### GIVEN PASSAGE
+--

Dungeon World Impressions
Dungeon World has rules that read like a hidden manifesto for narrative gaming.
Theory and Regrets
There is a game design unified theory out there called GNS which tries to explain how most games have characteristics that align them towards either Gamism, Narrativism, or Simulationism. Categorizing the things we love is a fun meta-hobby to throw on top of any hobby. Lately, I’ve come to realize that the fun I have gaming with others, especially with tabletop roleplaying games, is hugely influenced by whether or not the participants have the same expectation of playstyle as was intended by the rules of the game. One of two things are happening that stop the fun at the table:
- as GM, when my players are passive, keeping their headcanon on the game to themselves or barely interacting with the world around them.
- as GM, my players are disappointed in the level of choices they have in character creation and combat and the level to which that impacts the outcome of the game we are playing.

+--

### INFORMATION SUPPLIED
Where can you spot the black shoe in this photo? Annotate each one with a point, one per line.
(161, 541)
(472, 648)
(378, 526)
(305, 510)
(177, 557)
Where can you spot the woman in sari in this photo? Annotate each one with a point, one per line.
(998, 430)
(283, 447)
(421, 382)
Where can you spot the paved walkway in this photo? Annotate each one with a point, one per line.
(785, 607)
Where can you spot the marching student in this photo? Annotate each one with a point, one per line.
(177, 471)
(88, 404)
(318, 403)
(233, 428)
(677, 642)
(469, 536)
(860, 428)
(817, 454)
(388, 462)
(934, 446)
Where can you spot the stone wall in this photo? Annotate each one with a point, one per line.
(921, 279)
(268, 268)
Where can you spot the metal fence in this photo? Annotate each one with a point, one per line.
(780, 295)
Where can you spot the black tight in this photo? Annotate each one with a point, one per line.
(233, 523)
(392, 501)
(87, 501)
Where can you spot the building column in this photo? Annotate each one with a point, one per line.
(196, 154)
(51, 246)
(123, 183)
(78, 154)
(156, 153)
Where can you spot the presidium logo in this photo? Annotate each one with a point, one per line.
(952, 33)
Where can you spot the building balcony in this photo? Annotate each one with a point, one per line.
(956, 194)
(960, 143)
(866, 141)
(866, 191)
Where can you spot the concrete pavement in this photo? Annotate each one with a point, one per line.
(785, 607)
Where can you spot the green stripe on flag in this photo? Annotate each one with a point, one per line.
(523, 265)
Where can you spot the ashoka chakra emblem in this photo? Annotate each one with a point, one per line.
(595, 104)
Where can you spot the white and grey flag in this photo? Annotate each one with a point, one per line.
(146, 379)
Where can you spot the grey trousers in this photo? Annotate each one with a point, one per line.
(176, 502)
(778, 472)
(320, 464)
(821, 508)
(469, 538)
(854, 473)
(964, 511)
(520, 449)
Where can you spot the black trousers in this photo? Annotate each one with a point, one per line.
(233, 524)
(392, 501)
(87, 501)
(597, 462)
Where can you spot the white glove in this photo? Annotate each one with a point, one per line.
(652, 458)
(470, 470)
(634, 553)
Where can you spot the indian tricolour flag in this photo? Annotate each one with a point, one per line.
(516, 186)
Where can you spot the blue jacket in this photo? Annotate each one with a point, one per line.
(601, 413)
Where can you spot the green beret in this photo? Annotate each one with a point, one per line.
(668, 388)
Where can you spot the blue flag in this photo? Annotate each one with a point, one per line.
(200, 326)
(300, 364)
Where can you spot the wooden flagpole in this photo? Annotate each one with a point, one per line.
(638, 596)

+--

### EXERCISE TASKS
**a.** According to the Dungeon World passage, what three orientations does the GNS theory use to categorize games?
**b.** Continue the Dungeon World passage from where it stops.
The listing above was drawn from a separate source.

### ANSWERS TO EACH TASK
**a.** Gamism, Narrativism, and Simulationism.

**b.**
At this point in my time as a GM, this mismatched expectation is probably due to a decade of me not understanding or adapting to the above problem. I have been playing in systems built for crunch and tactical combat (3rd and 4th ed D&D) and prepping rich background worlds to compensate for the game’s lack of tools to make that world interesting. The impact is that when I switch gears to other systems that don’t require a story on rails to the same degree that 3rd and 4th did, I am still bringing a story that has an almost predetermined path. The story may not be linear, but I can predict the ending to 99% of the Cthulhu games I’ve run, and that feels wrong.
Enter Dungeon World and the Long Tail
Dungeon World was written in 2012 by Adam Koebel and Sage LaTorra, who were both adapting a Dungeons & Dragons-like experience to the “Powered by the Apocalypse” engine. The writer of Apocalypse World did the RPG equivalent of open sourcing their engine, allowing a cottage industry of descendent games to pop up across a wide range of genres. Rather than just inject some PbtA concepts into their D&D they found that a full rewrite was necessary. Koebel describes his thoughts on game design in his commentary on Burning wheel. Summarized briefly, a game should know and present the following:
- what the game is about
- how the game is about that above thing
- and what reward structure exists to encourage player behavior towards that design goal.
Said in another way, the rules of a game should be written to incentivize player behaviors that leads to what that game is about.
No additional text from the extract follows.